(Data in this exercise Opens)
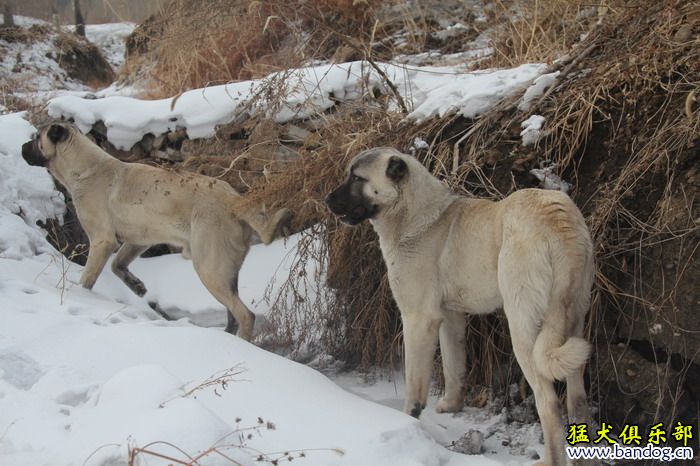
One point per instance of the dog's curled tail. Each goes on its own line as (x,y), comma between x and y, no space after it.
(557,361)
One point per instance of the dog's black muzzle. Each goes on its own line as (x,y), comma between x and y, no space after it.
(32,154)
(348,207)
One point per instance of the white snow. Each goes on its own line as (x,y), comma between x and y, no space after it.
(86,377)
(531,129)
(110,38)
(539,85)
(31,68)
(550,180)
(429,91)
(Data in this exercise Closes)
▸ Directions: The records above are to be transcribed exactly, with every picture left out.

▸ Task answer:
One point per instance of the dog's curled tail. Each goes on its own line as (x,y), comma between x and y, no space after it.
(557,361)
One point per instance of the dog's black muzzle. Each goes on its own line as (x,y), comma between x and y, no space after it.
(32,154)
(348,207)
One point per instance of the white snow. Each goes on its own line as (x,y), comma between x and y, no space after it.
(86,377)
(531,129)
(110,38)
(539,85)
(31,68)
(550,180)
(429,91)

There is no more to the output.